#### Directions for this task:
Reproduce every line of the listing below without altering a single character.

****************

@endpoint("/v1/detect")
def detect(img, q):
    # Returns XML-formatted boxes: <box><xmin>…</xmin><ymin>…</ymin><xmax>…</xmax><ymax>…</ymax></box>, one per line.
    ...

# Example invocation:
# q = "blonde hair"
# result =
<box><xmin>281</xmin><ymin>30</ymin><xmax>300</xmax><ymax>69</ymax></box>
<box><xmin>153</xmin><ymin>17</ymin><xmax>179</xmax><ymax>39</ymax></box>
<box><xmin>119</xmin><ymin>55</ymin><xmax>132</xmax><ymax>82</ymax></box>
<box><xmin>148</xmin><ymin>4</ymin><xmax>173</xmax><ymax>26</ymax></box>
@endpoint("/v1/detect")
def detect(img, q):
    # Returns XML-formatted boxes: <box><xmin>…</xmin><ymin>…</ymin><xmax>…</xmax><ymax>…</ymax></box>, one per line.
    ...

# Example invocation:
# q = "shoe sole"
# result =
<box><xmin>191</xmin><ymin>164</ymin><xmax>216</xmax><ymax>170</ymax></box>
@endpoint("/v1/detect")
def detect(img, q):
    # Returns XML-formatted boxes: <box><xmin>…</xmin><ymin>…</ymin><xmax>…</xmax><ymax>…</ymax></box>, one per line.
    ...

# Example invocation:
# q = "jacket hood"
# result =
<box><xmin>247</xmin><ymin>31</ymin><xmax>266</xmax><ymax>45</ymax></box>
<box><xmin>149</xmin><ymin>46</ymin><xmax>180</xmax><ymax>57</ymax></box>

****************

#### Result:
@endpoint("/v1/detect")
def detect(img, q):
    # Returns XML-formatted boxes: <box><xmin>…</xmin><ymin>…</ymin><xmax>…</xmax><ymax>…</ymax></box>, one per line.
    ...

# Example invocation:
# q = "blonde hair"
# result =
<box><xmin>281</xmin><ymin>30</ymin><xmax>300</xmax><ymax>69</ymax></box>
<box><xmin>153</xmin><ymin>17</ymin><xmax>179</xmax><ymax>39</ymax></box>
<box><xmin>119</xmin><ymin>55</ymin><xmax>132</xmax><ymax>82</ymax></box>
<box><xmin>148</xmin><ymin>4</ymin><xmax>173</xmax><ymax>26</ymax></box>
@endpoint("/v1/detect")
def detect(img, q):
    # Returns XML-formatted boxes: <box><xmin>…</xmin><ymin>…</ymin><xmax>…</xmax><ymax>…</ymax></box>, one per line.
    ...

# Example invocation:
# q = "shoe sole"
# result =
<box><xmin>191</xmin><ymin>164</ymin><xmax>216</xmax><ymax>170</ymax></box>
@endpoint("/v1/detect")
def detect(img, q):
    # Returns XML-formatted boxes: <box><xmin>…</xmin><ymin>…</ymin><xmax>…</xmax><ymax>…</ymax></box>, one per line.
    ...

# Example invocation:
# q = "jacket hood"
# result =
<box><xmin>247</xmin><ymin>31</ymin><xmax>266</xmax><ymax>45</ymax></box>
<box><xmin>149</xmin><ymin>46</ymin><xmax>180</xmax><ymax>57</ymax></box>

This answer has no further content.